Exercise goal:
Please count how many lines in the rows below contain the string "rocky", treating uppercase and lowercase as different, and reply with only that number.

Provided data:

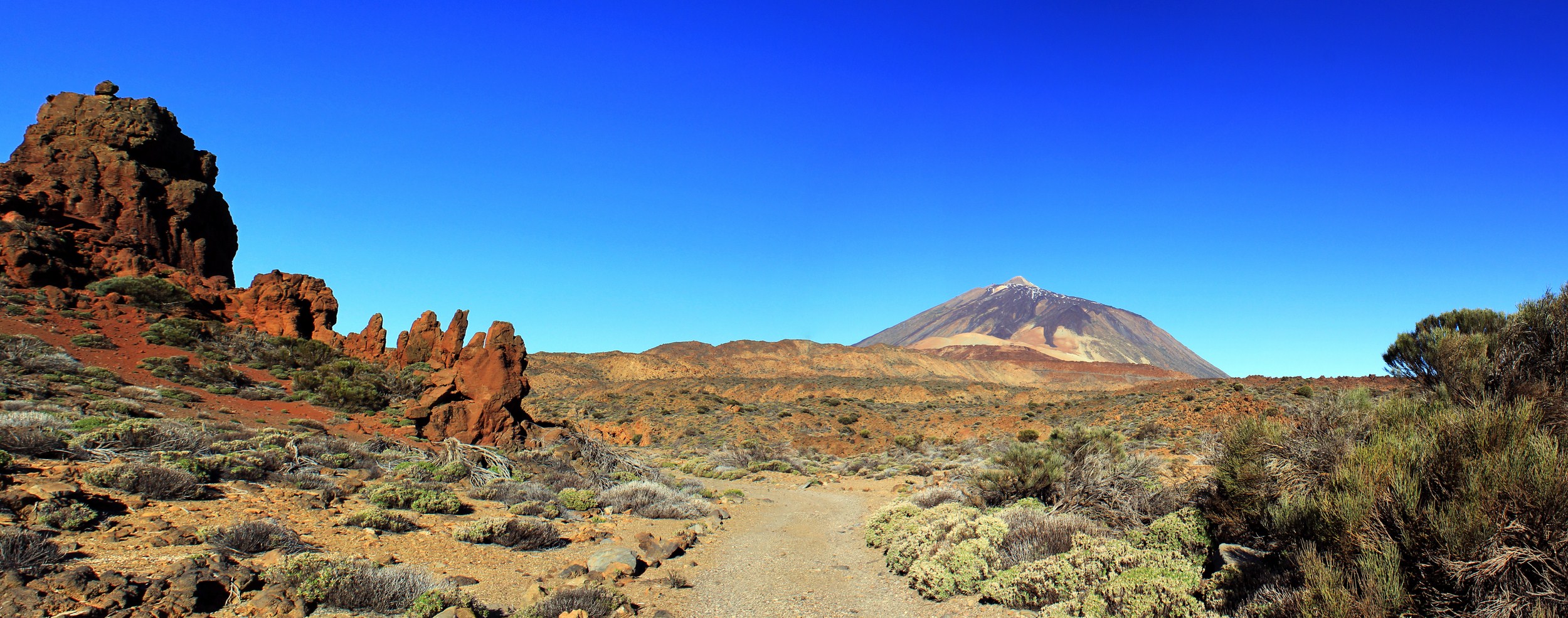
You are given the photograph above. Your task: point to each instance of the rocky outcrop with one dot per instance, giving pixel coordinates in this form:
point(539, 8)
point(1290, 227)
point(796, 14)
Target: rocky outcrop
point(287, 306)
point(369, 344)
point(104, 186)
point(477, 397)
point(190, 587)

Answer in full:
2